--- Document text ---

Shortest Distance from All Buildings

You want to build a house on an empty land which reaches all buildings in the shortest amount of distance. You are given a 2D grid of values 0, 1 or 2, where:

Each 0 marks an empty land which you can pass by freely.
Each 1 marks a building which you cannot pass through.
Each 2 marks an obstacle which you cannot pass through.
The distance is calculated using Manhattan Distance, where distance(p1, p2) = |p2.x - p1.x| + |p2.y - p1.y|.

For example, given three buildings at (0,0), (0,4), (2,2), and an obstacle at (0,2):

1 - 0 - 2 - 0 - 1
|   |   |   |   |
0 - 0 - 0 - 0 - 0
|   |   |   |   |
0 - 0 - 1 - 0 - 0
The point (1,2) is an ideal empty land to build a house, as the total travel distance of 3+3+1=7 is minimal. So return 7.

Note:
There will be at least one building. If it is not possible to build such house according to the above rules, return -1.

--- What is expected ---
According to the building-distance problem, what value should be returned if a house cannot be built under its rules?

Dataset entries
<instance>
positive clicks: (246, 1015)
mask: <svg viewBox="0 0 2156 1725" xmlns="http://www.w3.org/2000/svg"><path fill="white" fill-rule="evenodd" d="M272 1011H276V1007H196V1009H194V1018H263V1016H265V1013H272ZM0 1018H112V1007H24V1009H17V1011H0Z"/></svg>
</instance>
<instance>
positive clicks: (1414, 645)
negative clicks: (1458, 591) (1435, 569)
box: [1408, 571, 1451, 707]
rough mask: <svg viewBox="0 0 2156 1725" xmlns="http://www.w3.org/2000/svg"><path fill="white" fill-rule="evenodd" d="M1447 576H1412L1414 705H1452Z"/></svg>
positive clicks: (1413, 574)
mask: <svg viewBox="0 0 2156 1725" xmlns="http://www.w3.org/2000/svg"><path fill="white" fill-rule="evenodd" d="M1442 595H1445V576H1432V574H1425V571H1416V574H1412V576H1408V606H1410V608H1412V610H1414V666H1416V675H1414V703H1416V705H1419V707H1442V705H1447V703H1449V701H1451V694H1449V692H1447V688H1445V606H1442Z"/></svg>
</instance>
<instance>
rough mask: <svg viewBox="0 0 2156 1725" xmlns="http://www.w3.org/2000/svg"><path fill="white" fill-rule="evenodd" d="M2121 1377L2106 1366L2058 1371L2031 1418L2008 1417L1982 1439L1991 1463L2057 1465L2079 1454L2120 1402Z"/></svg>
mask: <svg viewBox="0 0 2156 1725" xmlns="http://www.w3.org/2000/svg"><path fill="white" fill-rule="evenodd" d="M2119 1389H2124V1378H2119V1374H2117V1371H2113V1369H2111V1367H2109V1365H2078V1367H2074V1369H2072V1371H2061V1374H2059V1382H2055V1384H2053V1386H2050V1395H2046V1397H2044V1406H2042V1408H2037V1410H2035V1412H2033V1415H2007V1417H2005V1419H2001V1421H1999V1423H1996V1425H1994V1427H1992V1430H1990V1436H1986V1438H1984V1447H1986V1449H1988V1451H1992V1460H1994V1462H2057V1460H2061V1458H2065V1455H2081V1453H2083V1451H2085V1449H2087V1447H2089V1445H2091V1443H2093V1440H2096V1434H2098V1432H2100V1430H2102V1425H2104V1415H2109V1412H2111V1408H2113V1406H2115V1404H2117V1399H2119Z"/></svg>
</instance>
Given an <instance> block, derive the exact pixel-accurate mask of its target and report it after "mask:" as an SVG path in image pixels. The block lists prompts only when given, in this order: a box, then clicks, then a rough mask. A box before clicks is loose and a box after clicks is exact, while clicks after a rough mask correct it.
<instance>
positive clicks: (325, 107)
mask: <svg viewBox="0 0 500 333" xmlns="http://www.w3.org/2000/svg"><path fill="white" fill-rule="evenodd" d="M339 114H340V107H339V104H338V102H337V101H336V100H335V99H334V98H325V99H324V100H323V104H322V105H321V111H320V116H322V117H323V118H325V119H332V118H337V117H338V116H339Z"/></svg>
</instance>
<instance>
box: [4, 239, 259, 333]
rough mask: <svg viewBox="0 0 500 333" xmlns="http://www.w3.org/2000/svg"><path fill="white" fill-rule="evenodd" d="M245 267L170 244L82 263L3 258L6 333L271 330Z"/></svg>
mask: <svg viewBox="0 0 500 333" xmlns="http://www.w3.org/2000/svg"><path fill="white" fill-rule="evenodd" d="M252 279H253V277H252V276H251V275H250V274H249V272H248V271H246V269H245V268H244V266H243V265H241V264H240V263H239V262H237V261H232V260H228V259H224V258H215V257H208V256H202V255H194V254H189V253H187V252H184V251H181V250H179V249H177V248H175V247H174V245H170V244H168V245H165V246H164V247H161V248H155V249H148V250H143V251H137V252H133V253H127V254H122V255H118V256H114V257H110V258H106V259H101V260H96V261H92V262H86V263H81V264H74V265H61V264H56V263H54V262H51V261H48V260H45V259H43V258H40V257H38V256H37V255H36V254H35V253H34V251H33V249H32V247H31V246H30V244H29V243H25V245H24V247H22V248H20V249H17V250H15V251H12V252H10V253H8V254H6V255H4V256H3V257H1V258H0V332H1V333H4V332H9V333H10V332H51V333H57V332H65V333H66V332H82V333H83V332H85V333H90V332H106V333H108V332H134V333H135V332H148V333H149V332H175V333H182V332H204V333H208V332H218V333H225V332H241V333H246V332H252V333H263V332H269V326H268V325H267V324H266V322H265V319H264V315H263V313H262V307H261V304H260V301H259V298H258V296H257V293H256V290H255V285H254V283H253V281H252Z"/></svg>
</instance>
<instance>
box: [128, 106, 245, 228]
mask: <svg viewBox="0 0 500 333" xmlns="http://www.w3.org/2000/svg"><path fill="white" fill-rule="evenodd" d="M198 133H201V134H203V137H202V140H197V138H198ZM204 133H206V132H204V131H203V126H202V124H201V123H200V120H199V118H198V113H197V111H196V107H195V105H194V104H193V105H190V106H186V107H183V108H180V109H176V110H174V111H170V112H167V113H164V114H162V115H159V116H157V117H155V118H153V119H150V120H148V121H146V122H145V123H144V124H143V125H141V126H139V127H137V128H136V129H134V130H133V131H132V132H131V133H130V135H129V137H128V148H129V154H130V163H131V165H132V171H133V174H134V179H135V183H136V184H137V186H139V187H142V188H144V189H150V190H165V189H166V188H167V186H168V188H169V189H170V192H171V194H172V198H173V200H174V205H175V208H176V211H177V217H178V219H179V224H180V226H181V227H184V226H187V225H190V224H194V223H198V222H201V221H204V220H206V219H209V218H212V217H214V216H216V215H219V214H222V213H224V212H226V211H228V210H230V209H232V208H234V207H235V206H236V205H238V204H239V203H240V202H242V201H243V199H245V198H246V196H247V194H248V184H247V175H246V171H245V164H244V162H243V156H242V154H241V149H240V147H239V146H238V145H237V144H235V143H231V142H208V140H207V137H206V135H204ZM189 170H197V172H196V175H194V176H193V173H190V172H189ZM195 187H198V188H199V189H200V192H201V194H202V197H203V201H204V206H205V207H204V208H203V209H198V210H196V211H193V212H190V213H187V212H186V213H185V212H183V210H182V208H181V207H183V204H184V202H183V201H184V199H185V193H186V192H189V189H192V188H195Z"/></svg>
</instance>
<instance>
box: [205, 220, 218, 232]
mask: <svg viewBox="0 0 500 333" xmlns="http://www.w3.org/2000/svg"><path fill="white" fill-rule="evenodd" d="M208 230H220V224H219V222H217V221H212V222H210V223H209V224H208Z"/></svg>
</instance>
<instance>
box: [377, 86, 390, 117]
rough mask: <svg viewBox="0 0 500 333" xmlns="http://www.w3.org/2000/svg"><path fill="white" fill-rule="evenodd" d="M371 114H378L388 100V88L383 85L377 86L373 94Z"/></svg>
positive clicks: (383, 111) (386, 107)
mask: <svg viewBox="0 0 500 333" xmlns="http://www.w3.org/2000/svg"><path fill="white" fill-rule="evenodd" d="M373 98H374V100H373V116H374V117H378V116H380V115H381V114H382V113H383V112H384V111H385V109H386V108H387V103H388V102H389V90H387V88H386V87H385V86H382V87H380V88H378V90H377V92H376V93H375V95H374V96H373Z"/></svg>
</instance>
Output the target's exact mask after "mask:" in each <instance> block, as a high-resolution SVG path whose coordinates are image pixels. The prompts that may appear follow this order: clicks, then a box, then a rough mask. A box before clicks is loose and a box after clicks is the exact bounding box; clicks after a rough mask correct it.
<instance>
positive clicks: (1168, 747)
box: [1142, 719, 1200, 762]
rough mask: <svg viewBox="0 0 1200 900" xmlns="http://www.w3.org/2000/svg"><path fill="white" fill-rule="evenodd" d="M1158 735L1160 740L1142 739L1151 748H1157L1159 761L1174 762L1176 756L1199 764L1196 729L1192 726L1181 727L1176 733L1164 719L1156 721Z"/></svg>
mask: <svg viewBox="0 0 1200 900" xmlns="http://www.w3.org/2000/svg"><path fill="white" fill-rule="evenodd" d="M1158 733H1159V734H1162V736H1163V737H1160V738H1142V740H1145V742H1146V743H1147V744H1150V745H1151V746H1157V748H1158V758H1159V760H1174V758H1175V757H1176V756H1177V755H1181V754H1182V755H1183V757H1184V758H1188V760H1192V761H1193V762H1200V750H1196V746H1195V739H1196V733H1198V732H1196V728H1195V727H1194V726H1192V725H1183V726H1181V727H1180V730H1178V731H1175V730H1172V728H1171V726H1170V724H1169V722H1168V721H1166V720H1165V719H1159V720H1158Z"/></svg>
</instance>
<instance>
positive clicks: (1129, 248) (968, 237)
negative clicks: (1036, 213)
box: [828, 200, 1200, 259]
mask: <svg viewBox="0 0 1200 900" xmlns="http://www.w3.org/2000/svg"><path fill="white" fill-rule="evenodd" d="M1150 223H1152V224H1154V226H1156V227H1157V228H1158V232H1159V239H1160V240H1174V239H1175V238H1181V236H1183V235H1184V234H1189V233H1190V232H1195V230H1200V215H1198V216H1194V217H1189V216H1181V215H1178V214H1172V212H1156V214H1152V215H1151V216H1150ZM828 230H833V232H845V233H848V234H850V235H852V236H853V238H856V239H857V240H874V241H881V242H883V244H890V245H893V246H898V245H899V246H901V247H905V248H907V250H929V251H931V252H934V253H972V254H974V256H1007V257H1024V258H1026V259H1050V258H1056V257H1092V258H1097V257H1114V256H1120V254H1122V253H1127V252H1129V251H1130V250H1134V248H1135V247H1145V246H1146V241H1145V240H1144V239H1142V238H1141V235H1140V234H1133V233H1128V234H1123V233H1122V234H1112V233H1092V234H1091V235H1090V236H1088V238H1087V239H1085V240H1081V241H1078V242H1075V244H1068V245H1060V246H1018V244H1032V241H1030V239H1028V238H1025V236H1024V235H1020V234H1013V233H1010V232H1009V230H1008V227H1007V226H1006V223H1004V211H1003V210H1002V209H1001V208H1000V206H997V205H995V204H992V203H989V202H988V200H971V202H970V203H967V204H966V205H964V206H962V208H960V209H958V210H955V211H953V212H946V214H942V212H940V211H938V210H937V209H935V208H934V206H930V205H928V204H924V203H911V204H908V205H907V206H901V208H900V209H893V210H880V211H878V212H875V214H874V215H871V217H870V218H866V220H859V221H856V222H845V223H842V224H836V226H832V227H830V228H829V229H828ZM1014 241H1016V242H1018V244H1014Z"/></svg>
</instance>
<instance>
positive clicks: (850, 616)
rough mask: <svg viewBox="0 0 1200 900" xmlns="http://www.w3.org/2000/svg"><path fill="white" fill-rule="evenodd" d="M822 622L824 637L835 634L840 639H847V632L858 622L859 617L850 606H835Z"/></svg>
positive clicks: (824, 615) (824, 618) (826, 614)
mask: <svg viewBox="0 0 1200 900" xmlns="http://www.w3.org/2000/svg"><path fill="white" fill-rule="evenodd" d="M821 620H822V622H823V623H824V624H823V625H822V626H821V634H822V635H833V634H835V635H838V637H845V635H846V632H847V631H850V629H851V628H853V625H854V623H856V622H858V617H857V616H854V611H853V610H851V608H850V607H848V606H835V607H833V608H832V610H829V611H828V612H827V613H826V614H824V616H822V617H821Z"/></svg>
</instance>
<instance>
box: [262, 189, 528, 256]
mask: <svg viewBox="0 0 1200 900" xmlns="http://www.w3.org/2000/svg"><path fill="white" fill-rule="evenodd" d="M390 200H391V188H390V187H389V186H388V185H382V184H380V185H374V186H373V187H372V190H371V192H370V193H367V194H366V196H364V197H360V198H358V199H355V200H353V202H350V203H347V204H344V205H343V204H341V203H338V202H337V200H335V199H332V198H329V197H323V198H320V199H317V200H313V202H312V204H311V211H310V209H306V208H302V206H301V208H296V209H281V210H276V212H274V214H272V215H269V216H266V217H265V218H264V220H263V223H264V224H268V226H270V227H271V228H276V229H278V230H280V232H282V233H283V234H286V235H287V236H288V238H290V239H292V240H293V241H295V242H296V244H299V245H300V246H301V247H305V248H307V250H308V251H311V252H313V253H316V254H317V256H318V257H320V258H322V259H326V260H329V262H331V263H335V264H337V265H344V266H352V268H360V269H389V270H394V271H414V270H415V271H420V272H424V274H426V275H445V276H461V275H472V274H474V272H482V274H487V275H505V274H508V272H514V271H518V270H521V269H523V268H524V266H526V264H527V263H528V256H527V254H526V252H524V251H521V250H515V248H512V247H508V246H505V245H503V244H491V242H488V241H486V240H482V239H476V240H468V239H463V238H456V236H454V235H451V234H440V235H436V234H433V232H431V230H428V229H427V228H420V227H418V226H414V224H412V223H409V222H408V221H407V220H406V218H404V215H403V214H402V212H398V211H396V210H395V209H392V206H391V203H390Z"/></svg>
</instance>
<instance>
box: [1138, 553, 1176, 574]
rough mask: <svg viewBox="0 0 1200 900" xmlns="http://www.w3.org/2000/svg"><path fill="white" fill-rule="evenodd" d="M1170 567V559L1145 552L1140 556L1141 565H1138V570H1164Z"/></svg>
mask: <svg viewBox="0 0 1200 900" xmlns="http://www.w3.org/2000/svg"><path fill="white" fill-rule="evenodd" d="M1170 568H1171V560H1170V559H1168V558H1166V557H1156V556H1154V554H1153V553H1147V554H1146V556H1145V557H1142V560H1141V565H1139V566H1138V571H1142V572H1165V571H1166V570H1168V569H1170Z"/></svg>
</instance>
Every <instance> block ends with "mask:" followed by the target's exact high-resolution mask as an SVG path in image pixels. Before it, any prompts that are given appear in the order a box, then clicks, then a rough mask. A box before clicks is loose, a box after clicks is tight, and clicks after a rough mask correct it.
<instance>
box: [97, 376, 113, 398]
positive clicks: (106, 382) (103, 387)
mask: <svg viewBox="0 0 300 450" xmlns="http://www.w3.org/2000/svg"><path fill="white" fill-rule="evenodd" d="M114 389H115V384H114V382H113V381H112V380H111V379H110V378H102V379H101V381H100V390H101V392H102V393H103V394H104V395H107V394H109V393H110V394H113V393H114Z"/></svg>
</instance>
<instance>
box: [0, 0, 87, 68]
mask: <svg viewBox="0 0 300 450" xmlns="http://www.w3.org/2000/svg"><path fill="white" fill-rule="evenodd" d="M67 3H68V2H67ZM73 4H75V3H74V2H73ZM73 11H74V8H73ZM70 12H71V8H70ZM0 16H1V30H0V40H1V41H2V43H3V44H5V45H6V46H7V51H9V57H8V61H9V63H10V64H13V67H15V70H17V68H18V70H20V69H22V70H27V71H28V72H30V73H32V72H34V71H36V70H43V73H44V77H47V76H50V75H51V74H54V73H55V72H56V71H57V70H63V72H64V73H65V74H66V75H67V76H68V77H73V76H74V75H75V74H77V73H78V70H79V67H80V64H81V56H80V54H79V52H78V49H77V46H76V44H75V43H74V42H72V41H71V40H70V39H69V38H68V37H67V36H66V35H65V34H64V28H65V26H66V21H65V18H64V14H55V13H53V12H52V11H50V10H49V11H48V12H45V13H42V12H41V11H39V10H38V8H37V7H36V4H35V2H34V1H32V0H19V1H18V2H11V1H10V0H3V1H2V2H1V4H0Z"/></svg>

--- Output of the task ---
-1